** TEXT SHOWN follows **

The Struggle Bus

Things are hard right now. It feels like summer, but it’s rainy and wet. You couldn't go out and play with your friends anyway. We're isolated.

The Struggle Bus

I have a son. His name is Gus. He's been living with me (and his mom) for just over nine years now. Sometimes, I write him little letters.

8 April 2020

Dear Gus,

Yesterday morning, I was working upstairs because we’re all stuck here in the house under threat of COVID-19. You and Mom were playing downstairs, having a good time too, but then your shrieks of delight became shrieks of anger and frustration.

“Gus,” I called out, “Come on up here.”

“Why should I?” you said. You've taken quite the attitude lately. Mom and I keep reminding you that you're not a teenager yet, but you don't seem to fully appreciate what we mean by that.

“Because I want to give you hugs,” I said.

A few moments later, you appeared in my studio door: shoulders slumping, bottom lip drooping. I grabbed you in my arms and brought you over to the blue couch. That couch is a special spot for both of us. I sit here and meditate every morning. You sometimes like to read on that couch while I write. It’s a good spot.

“Sounds like you’re on the struggle bus, my friend,” I said. You nodded in agreement, so I continued, “You know what the great thing is about busses?” You shrugged your shoulders and then let them return to their slumpy, slouchy posture. “Busses have lots of stops. So we just gotta find where this struggle bus makes a stop so that we can get off.”

“That’s the thing, Dad,” you said, “This bus doesn’t have any stops. It just goes on struggling and struggling.” Then you looked at me with big, tearful eyes. “No end,” you said.

I told you about the pit of Tartarus in Ancient Greek mythology. I made up some crap about it, to be perfectly honest, because I thought it would be cool if Tartarus wasn't just a sort of dungeon, but a bottomless pit where you would just keep falling and falling and falling forever. Like your version of the struggle bus, my version of Tartarus would have no end.

“Sounds like skydiving,” you said, “Like you’re just falling forever. That could be pretty fun.”

We started to laugh and to talk about my fear of heights. You think it’s so silly that I’m afraid of heights and that I won’t let you up on the roof to clean off the sticks and leaves and debris that have been there since last fall.

** End of TEXT SHOWN **
** RECORDS SUPPLIED follows **

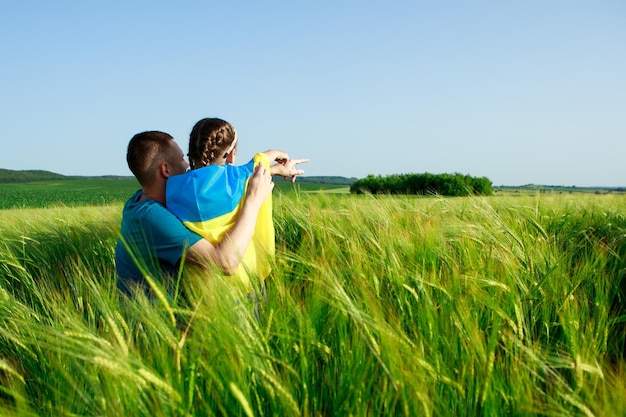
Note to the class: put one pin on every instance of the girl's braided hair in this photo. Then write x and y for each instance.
(209, 139)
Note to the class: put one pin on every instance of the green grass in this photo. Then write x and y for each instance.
(81, 192)
(376, 306)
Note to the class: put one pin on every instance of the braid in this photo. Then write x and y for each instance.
(208, 140)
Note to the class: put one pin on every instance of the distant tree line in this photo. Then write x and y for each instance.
(8, 176)
(424, 184)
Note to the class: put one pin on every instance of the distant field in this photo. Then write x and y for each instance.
(85, 192)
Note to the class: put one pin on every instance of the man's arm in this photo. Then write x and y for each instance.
(228, 252)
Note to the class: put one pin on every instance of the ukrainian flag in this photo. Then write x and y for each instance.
(208, 200)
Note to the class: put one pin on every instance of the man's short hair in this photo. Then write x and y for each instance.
(146, 151)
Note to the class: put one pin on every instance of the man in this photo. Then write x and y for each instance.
(152, 240)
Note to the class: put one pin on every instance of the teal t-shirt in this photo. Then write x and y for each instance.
(151, 236)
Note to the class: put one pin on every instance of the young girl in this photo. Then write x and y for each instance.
(208, 198)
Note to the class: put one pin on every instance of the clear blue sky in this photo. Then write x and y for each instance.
(520, 92)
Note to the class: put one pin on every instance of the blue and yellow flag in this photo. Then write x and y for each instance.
(208, 200)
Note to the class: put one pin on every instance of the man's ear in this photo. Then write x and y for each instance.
(164, 170)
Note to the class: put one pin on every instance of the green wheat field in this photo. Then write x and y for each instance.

** End of RECORDS SUPPLIED **

EXERCISE - Write out the passage of the Struggle Bus text from "Things are hard" to "him little letters.", word for word.

ANSWER SPACE -
Things are hard right now. It feels like summer, but it’s rainy and wet. You couldn't go out and play with your friends anyway. We're isolated.

The Struggle Bus

I have a son. His name is Gus. He's been living with me (and his mom) for just over nine years now. Sometimes, I write him little letters.